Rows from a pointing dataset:

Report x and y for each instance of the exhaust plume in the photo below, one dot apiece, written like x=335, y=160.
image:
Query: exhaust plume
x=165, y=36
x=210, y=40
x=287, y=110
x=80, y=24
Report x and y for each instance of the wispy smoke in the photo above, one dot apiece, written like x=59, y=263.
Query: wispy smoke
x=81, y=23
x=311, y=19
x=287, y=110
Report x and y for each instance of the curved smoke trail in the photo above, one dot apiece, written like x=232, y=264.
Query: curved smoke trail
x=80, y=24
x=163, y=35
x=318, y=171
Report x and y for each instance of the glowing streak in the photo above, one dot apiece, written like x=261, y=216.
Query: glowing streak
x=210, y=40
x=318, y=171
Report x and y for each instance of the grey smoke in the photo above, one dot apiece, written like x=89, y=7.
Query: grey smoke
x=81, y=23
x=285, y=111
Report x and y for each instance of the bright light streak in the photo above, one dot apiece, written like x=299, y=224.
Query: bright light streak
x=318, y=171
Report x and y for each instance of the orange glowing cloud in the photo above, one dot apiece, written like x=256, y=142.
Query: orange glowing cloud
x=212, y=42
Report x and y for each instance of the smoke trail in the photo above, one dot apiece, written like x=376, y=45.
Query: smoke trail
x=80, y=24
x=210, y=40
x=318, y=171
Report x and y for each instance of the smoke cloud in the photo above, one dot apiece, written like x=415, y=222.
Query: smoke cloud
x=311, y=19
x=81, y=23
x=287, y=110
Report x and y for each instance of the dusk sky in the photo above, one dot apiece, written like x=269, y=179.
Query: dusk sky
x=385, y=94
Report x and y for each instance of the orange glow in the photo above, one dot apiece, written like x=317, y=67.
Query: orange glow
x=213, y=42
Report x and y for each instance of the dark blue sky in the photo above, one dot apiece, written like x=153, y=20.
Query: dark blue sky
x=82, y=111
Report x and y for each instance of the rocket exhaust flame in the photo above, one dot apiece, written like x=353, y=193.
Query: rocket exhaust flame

The exercise:
Write out the whole listing again, exactly as it stands.

Exercise solution:
Report x and y for each instance of the exhaust plume in the photo below, one dot apiece, written like x=335, y=160.
image:
Query: exhaust plume
x=165, y=36
x=210, y=40
x=287, y=110
x=80, y=24
Report x and y for each instance of the wispy smoke in the photo above, one dot apiece, written like x=59, y=263.
Query: wispy smoke
x=81, y=23
x=311, y=19
x=287, y=110
Report x and y for each instance of the curved smoke trail in the photo above, one dot apiece, written like x=232, y=264.
Query: curved smoke trail
x=80, y=24
x=163, y=35
x=318, y=171
Report x and y for each instance of the glowing streak in the photo above, one dot apiece, written like x=261, y=216.
Query: glowing streak
x=210, y=40
x=318, y=171
Report x and y for each instance of the grey smoke in the photo above, one dot apiece, written like x=89, y=7.
Query: grey smoke
x=81, y=23
x=285, y=111
Report x and y for each instance of the bright light streak in the photo above, one dot apiece, written like x=299, y=224.
Query: bright light streak
x=318, y=171
Report x and y for each instance of the orange glowing cloud in the photo above, one dot apiece, written like x=256, y=142.
Query: orange glowing cloud
x=212, y=42
Report x and y for each instance of the smoke trail in the photo above, one dot apiece, written like x=376, y=45.
Query: smoke trail
x=80, y=24
x=210, y=40
x=318, y=171
Report x and y for each instance of the smoke cloud in the photo above, one dot apiece, written like x=415, y=222.
Query: smoke cloud
x=311, y=19
x=81, y=23
x=287, y=110
Report x and y for each instance of the dusk sky in the photo above, one dot apiece, written like x=269, y=179.
Query: dusk sky
x=385, y=94
Report x and y for each instance of the orange glow in the photo above, one dot apiece, written like x=317, y=67.
Query: orange glow
x=213, y=42
Report x and y for each instance of the dark blue sky in the photo above, one dot apiece, written like x=153, y=20.
Query: dark blue sky
x=82, y=111
Report x and y for each instance of the rocket exhaust flame in the photo above, one dot apiece, written like x=353, y=193.
Query: rocket exhaust flame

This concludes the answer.